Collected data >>
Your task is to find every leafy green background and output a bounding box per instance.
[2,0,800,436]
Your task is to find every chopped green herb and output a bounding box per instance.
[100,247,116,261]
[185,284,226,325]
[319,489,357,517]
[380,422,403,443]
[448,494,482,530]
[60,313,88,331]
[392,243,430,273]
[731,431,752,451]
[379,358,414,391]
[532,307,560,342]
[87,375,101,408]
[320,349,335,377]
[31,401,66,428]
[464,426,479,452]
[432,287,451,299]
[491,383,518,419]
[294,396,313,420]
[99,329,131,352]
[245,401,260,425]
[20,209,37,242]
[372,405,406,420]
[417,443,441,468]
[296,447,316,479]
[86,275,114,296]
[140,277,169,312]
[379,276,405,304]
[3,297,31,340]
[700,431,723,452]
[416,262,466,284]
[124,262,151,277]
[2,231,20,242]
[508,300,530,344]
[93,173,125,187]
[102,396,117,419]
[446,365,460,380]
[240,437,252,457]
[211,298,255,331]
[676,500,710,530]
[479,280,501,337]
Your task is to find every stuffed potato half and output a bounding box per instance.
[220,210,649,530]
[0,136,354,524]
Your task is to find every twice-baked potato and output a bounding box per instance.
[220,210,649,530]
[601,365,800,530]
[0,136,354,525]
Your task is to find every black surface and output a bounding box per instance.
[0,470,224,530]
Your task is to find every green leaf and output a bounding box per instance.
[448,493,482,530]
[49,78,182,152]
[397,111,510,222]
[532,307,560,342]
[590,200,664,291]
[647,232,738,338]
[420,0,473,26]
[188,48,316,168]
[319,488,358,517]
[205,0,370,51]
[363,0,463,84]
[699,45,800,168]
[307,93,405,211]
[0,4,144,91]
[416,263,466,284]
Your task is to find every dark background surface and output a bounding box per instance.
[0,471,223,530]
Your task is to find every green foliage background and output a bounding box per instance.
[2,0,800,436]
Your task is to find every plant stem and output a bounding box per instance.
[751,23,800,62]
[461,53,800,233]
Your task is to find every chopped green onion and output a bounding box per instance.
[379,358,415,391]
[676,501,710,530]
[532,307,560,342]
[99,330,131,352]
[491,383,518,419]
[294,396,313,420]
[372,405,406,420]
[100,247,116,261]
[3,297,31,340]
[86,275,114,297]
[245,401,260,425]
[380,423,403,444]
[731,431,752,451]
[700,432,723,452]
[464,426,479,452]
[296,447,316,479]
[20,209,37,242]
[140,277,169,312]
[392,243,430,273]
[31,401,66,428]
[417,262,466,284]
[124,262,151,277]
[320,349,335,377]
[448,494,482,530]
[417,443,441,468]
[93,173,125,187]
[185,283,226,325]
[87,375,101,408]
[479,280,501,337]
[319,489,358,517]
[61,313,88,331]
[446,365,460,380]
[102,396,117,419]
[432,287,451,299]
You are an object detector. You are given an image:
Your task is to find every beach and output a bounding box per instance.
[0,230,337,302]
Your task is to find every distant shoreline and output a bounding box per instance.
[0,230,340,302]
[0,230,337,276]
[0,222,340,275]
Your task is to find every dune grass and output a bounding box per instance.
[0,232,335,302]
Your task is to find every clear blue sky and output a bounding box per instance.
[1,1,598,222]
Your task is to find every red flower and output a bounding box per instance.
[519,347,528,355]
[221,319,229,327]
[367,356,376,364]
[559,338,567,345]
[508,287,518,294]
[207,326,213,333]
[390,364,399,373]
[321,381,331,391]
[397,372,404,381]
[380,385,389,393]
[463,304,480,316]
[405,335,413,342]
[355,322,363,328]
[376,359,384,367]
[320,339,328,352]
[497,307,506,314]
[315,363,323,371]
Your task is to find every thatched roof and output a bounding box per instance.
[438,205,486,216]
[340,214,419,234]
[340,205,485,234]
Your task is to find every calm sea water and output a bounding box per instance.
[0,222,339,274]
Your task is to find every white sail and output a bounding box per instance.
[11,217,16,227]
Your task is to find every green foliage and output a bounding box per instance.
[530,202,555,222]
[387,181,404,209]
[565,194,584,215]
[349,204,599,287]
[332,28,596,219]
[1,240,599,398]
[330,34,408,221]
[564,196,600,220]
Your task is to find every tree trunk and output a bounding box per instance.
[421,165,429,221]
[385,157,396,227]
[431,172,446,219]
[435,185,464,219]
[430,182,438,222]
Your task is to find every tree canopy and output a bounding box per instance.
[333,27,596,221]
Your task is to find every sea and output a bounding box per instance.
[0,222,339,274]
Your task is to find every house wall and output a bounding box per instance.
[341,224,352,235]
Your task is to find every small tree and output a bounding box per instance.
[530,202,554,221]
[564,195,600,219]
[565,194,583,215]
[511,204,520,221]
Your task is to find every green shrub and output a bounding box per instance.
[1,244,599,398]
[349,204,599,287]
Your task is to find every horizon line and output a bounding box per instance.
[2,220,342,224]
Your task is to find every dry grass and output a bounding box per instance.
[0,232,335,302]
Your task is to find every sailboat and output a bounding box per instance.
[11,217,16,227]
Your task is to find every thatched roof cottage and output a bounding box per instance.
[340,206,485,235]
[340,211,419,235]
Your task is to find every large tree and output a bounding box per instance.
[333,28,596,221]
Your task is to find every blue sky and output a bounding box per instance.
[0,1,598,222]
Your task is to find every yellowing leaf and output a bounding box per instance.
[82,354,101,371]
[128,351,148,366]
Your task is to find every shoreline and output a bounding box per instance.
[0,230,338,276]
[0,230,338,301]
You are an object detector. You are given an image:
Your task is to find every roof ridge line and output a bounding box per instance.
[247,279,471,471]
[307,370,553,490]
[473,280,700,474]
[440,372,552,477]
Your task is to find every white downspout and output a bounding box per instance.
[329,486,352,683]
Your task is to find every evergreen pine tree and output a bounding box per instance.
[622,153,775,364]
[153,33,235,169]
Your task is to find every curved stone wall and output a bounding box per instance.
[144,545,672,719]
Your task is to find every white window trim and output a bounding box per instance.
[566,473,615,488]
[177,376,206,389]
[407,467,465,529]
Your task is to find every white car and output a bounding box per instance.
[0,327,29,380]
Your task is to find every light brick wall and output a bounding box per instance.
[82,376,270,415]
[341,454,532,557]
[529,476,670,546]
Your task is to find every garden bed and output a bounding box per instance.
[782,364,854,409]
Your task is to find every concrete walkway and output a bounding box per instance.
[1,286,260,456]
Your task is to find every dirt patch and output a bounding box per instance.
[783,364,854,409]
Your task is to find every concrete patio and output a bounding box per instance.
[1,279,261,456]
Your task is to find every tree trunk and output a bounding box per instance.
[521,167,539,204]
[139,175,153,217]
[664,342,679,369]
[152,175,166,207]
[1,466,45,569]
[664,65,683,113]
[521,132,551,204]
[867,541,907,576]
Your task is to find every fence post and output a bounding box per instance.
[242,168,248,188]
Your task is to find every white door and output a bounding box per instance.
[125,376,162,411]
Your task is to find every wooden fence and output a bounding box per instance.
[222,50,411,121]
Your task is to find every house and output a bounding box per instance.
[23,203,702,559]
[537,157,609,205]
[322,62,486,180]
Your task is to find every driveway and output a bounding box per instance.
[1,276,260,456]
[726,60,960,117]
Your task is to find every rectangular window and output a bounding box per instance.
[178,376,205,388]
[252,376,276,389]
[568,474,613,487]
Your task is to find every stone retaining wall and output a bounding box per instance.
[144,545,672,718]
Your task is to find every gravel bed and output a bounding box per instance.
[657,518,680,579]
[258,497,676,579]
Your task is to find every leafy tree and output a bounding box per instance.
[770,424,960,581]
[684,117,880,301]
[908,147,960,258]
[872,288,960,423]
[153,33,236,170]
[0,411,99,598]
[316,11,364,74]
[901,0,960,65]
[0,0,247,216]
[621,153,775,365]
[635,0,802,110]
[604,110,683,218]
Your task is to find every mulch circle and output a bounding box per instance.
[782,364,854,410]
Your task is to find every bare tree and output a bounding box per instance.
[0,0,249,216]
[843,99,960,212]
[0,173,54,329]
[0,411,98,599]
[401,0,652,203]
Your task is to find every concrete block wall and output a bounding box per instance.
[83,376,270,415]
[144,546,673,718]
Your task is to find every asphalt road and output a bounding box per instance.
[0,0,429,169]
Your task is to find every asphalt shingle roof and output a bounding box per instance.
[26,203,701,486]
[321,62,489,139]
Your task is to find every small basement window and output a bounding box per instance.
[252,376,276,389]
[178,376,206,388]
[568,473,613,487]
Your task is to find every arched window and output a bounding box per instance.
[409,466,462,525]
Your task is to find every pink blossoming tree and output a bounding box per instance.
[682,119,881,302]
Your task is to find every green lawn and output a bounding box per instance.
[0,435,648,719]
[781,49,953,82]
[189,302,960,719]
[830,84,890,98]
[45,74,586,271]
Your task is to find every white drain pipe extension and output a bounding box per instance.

TASK INSTRUCTIONS >> Extract exactly the lines between the line containing "Your task is to find every pink" and the end of the data, including both.

RESULT OF THIS EXERCISE >>
Your task is to find every pink blossoming tree and output a bounding box per instance.
[682,119,881,302]
Your task is to find every green lawn and output a bounding box per instance.
[0,435,648,719]
[781,49,953,82]
[189,302,960,719]
[830,84,890,98]
[45,74,586,271]
Your task is to find every white drain pipe extension and output a bounding box per instance.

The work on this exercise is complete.